▶ _OBJECTIVE_
Duplicate the stretch of rows below from the one containing "In this exercise you will find the overcast" through the last row, reproducing each line verbatim.

▶ _TASK INPUT_

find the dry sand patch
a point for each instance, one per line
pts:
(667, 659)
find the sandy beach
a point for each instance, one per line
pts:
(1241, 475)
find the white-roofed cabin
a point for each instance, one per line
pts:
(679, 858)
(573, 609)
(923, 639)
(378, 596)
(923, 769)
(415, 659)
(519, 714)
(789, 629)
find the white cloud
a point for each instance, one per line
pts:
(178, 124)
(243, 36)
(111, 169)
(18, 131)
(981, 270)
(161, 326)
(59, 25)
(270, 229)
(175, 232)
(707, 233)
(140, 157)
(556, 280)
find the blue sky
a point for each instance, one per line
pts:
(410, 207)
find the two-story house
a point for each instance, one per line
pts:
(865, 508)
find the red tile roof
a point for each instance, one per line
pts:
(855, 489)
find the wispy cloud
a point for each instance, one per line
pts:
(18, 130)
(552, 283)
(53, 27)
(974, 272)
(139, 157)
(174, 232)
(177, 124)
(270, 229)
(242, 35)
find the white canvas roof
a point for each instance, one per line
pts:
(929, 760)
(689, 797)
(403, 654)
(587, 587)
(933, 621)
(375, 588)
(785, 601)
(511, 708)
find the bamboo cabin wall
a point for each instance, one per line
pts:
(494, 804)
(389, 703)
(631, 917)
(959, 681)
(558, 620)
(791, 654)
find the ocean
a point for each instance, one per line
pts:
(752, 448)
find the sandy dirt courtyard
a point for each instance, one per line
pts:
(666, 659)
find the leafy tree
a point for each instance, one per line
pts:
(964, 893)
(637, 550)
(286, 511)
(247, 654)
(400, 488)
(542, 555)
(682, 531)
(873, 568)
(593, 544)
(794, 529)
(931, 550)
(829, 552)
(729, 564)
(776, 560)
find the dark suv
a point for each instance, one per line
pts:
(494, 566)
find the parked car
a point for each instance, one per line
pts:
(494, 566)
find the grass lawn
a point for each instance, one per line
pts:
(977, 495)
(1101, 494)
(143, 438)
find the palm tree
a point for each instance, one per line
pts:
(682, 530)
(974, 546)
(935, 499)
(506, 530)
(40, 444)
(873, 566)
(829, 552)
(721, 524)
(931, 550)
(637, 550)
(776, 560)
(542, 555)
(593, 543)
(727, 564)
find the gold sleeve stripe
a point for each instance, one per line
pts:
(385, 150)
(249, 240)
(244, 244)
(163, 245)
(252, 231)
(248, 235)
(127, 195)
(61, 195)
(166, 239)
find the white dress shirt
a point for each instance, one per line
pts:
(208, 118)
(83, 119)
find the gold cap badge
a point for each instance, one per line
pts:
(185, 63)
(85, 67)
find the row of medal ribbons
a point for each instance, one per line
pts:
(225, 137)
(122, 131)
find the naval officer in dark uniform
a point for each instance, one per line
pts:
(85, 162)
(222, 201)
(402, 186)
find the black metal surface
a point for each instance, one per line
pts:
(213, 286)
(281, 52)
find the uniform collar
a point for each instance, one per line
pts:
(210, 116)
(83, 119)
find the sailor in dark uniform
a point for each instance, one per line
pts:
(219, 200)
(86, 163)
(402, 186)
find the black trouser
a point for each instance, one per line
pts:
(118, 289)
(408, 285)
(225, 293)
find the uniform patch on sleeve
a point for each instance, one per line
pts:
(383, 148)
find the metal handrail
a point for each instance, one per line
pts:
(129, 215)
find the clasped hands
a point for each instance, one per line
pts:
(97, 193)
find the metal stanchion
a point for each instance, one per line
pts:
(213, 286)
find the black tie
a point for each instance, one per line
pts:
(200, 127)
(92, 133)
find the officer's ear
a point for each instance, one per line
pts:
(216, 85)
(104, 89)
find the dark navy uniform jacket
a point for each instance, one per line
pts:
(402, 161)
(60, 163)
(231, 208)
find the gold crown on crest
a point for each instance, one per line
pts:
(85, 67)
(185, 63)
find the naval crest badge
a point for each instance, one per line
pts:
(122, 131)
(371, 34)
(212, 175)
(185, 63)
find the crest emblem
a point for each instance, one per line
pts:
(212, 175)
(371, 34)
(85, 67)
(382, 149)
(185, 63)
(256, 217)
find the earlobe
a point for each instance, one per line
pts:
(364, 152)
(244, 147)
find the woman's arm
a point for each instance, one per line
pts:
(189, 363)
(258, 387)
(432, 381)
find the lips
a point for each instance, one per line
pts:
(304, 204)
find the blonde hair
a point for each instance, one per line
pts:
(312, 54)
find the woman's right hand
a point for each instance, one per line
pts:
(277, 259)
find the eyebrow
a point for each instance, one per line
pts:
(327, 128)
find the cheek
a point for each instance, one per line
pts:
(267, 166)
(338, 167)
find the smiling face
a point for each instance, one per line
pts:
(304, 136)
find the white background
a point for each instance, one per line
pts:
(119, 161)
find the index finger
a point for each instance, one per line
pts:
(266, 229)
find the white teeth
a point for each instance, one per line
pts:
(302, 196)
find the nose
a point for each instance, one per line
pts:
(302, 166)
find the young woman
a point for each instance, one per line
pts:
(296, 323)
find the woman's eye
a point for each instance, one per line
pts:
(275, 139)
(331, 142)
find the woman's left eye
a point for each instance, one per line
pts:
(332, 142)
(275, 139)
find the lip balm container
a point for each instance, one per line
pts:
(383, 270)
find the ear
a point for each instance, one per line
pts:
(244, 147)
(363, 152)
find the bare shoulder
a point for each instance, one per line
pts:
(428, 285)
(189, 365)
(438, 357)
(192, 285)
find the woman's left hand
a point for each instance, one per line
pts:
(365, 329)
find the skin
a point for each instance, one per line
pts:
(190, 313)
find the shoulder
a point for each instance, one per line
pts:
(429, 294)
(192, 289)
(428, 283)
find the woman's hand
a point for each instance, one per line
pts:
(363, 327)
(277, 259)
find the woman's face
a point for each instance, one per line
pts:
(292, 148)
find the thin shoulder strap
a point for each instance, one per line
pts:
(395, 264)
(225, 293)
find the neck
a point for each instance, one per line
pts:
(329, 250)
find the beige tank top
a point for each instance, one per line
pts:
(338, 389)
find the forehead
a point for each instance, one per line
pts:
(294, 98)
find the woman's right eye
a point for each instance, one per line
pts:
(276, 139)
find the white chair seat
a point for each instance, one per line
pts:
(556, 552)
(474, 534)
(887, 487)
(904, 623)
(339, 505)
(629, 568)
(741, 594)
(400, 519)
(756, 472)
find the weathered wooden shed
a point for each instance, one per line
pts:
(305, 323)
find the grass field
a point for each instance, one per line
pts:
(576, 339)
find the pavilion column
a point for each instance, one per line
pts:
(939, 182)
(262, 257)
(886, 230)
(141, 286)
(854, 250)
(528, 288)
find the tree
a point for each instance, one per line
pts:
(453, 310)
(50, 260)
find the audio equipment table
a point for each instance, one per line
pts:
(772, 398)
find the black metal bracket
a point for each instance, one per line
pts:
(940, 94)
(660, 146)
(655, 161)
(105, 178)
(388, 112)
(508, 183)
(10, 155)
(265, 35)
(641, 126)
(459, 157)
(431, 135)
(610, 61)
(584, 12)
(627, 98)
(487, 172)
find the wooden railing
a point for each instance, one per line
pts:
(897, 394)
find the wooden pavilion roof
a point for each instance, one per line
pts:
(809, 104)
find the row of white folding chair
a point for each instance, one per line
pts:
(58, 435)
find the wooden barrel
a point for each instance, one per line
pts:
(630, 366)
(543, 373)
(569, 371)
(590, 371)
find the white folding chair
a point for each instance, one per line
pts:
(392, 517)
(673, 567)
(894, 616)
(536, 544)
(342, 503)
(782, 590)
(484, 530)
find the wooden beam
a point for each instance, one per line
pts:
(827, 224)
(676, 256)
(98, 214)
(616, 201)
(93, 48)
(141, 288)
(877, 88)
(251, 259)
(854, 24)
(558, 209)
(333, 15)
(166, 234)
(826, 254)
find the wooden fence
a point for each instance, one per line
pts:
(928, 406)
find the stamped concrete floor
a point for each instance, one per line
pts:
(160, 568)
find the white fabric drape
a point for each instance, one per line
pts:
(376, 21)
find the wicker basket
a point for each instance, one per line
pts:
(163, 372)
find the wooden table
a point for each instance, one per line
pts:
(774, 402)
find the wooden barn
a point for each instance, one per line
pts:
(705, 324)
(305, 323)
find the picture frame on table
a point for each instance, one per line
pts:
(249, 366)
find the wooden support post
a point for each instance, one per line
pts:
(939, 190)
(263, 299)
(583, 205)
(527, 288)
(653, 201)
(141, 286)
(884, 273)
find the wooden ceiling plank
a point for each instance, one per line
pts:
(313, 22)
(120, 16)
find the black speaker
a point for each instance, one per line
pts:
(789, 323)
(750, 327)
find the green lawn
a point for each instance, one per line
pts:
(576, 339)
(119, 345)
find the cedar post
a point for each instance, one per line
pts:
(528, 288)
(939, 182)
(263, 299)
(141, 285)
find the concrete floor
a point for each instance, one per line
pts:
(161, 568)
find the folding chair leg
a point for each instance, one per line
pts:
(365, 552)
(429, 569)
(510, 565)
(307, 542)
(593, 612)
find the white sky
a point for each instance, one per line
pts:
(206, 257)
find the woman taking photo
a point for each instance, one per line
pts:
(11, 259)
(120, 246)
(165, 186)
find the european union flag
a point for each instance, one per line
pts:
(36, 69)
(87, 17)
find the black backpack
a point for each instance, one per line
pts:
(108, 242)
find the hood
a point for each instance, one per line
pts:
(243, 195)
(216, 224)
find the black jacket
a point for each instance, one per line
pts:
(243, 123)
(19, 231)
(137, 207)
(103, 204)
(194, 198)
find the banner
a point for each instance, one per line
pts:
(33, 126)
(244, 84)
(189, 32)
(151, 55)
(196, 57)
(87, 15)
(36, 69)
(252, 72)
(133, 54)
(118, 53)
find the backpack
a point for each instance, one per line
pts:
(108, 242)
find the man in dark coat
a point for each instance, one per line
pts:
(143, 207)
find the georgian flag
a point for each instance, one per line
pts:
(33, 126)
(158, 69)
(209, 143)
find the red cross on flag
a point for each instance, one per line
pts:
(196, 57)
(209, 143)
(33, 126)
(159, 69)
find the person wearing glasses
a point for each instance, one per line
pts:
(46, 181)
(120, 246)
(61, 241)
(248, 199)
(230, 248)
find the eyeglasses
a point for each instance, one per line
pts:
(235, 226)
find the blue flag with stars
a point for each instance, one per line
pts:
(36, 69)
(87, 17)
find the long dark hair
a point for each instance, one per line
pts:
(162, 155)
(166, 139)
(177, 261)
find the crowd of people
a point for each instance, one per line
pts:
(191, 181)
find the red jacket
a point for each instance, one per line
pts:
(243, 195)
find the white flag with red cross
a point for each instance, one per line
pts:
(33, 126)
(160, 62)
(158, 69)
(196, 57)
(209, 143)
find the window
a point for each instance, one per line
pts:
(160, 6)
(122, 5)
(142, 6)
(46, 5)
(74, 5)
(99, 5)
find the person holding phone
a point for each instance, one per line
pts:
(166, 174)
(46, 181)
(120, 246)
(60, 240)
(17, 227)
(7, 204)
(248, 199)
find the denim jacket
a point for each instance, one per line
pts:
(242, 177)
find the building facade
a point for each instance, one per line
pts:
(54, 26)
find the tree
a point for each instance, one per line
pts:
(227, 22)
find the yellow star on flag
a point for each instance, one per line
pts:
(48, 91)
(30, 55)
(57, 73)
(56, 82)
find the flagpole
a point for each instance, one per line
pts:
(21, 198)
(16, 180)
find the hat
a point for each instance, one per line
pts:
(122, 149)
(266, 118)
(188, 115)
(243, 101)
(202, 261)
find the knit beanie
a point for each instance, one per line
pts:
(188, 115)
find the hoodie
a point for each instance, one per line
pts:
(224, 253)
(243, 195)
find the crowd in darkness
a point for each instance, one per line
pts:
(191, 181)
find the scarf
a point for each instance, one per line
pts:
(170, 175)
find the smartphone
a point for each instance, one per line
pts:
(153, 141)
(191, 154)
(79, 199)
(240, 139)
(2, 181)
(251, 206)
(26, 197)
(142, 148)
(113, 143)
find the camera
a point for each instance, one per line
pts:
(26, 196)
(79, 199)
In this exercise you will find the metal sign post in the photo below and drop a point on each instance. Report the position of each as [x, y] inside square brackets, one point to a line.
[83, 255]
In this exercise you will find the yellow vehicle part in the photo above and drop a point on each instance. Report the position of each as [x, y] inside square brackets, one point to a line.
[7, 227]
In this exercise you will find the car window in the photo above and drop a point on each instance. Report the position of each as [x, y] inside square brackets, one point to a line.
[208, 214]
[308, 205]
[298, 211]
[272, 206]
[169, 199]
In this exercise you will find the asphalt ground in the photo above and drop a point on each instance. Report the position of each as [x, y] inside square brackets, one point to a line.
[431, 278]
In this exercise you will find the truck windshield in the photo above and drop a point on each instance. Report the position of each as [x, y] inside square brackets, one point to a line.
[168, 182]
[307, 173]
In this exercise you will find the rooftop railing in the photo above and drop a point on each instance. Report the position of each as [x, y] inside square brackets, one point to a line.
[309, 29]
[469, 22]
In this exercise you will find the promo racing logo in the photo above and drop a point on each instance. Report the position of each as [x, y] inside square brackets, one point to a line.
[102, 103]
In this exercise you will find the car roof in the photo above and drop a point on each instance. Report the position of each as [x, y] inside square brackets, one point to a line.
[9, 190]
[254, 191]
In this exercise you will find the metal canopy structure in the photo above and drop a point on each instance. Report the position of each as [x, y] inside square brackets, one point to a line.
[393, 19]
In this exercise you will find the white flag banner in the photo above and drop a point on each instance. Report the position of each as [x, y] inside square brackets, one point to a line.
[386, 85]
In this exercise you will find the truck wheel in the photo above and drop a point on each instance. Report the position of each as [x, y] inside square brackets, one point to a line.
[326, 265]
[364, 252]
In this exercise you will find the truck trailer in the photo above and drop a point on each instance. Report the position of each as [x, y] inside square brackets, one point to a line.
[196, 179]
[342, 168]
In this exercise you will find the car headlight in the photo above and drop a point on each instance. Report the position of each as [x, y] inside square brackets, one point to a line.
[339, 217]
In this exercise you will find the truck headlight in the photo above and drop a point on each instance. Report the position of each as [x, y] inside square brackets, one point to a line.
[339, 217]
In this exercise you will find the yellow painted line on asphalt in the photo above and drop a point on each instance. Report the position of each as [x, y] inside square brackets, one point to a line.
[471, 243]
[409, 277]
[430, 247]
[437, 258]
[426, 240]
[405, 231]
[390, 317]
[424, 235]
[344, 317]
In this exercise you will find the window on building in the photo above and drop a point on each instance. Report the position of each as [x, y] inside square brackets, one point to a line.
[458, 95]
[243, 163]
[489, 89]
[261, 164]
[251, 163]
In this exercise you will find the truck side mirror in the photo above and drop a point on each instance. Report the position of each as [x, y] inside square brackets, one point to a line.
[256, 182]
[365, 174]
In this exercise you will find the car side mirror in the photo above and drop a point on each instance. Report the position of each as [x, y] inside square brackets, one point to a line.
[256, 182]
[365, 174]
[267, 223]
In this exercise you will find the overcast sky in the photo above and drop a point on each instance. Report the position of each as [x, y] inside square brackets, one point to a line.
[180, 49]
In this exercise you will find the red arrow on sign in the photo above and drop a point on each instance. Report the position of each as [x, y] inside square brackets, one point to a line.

▶ _EXERCISE ANSWER_
In this exercise you will find the overcast sky in the photo above and drop a point on each instance. Report the position of each as [x, y] inside square brackets, one point to a line.
[180, 49]
In this exercise you will find the red arrow on sign in the photo above and drop a point on each instance. Report the position of each as [x, y] inside square brackets, one point to a line.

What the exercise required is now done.